Editor’s note: When Yas made her decision, life insurers in Australia could use genetic test results to influence eligibility or premiums, which could also affect family members listed under the same policy. For people like Yas, that meant facing a difficult choice between clarity and protection.
Today, the Australian Government is progressing legislation to ban genetic discrimination in life insurance, a major step toward ensuring no one is disadvantaged because of their genes.
“If you had an 87% chance of your Uber crashing on the way home, would you still get in? Or would you find another way home that day?”
That’s how Yas explains her decision to undergo preventative mastectomy without ever taking a genetic test. Her reasoning was straightforward: too many women in her family across generations had faced breast or ovarian cancer. She had seen enough to act.
“Mum was diagnosed with breast cancer when she was 44. I was 25,” she says. “My nan had it too, and her four sisters were all diagnosed with either breast or ovarian cancer. One of them passed away. So I always knew it ran deep in our family.”
Cancer, for Yas, wasn’t whispered about behind closed doors. “It was dinner table conversation. I grew up knowing this was part of our reality.”
When her mum was diagnosed, Yas made a promise. “I said to everyone, when I’ve had my children, I’ll have my breasts removed. I didn’t want to be the first statistic in the next generation.”
Changing the odds before they changed her life
Twelve years later, Angelina Jolie’s public story brought that promise back into focus. “I said I would do this at 25. Life got in the way. Now I need to do this.” The next day, Yas called her doctor.
Her surgeon told her that, based on family history, her chance of developing breast cancer was about 87%. “I asked, what if I’m not BRCA1 or BRCA2? He said there are at least 23 other genes, and we don’t know enough about all of them.”

- **Data to examine**
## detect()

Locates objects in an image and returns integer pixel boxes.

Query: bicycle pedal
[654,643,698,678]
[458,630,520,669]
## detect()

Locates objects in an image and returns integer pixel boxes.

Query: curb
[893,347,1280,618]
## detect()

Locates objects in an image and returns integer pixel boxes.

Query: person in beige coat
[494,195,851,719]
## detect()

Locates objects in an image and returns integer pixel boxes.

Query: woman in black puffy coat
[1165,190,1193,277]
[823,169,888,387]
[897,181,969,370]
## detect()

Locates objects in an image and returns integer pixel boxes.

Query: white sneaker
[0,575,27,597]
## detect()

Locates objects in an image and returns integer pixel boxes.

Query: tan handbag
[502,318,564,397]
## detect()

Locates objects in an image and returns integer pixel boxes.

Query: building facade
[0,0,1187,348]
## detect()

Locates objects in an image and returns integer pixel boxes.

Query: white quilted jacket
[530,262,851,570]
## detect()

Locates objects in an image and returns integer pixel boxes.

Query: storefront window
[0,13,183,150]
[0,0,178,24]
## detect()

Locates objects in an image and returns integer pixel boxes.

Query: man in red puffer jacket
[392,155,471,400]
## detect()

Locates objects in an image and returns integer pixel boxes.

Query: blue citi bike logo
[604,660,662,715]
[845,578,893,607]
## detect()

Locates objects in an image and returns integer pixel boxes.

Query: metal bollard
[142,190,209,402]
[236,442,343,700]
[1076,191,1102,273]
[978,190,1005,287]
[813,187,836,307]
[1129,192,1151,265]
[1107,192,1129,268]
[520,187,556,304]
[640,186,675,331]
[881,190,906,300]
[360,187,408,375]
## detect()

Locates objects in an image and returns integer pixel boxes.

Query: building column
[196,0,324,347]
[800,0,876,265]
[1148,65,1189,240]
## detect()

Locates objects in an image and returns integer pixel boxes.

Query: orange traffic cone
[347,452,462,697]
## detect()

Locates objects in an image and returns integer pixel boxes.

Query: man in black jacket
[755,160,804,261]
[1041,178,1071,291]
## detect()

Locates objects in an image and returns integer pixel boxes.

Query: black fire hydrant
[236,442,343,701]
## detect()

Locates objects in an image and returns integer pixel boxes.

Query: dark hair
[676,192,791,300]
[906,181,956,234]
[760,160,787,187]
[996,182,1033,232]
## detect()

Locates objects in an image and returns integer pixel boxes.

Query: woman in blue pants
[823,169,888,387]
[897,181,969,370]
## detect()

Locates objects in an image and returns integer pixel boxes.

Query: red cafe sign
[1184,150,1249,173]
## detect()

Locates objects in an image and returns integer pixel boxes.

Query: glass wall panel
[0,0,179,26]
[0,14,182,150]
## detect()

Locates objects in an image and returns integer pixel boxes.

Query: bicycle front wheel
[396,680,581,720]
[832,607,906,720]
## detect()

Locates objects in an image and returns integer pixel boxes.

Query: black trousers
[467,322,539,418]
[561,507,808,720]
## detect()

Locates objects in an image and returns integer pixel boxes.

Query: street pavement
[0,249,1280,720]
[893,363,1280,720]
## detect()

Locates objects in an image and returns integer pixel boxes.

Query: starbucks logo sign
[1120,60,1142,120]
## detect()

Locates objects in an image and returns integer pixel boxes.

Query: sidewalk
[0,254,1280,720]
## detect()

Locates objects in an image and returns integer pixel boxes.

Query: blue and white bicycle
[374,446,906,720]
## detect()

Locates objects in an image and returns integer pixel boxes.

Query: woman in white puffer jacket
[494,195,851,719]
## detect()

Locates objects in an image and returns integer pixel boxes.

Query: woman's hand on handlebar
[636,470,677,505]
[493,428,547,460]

- **Using the information**
1. Answer these questions about the text on Yas's preventative mastectomy, each in a short phrase.
(a) How old was Yas's mum when she was diagnosed with breast cancer?
(b) What chance of developing breast cancer did Yas's surgeon estimate for her, based on family history?
(c) Besides BRCA1 and BRCA2, how many other genes did the surgeon say there are?
2. Carry on the account of Yas's preventative mastectomy, starting right after its last sentence.

- **Task-by-task answers**
1.
(a) 44
(b) About 87%
(c) At least 23

2.
That conversation confirmed what Yas already felt. “So even if I don’t have the gene, I’m still predisposed? That’s how I saw it. I wanted to take control before something took control of me.”
To explain her thinking, Yas often uses a simple analogy. “Imagine you’re taking an Uber home, and someone tells you there’s an 87% chance it’ll crash, maybe not today, maybe not tomorrow, but one day. Would you still get in? Or would you choose another way home?” she says.
For Yas, it was that clear. “If there’s a safer route, I’ll take it. I just wanted to change the odds.”
She chose not to undergo genetic testing, worried that it could affect her daughters’ future insurance options. “My girls were six and seven at the time. I didn’t want to do anything that might impact their lives later. I decided I didn’t need a test result to know my risk.”
Taking control of her body and her risk
Before her preventative surgery, Yas had kept up regular mammograms and ultrasounds with her sisters. “We’d make a day of it. The three of us at the clinic together. It was a sister date, but I didn’t love it. It felt heavy. I wanted control.”
That control came in 2014, when she underwent a prophylactic bilateral mastectomy. “I didn’t see my breasts as tied to identity or femininity,” Yas explains. “For me, they represented risk, and I wanted to remove that risk.”
At first, she planned not to have reconstruction. But when she heard that clothes might simply fit more comfortably with a small reconstruction, it felt like a practical decision. “For me, it wasn’t about looks,” Yas says. “It was about comfort and ease.”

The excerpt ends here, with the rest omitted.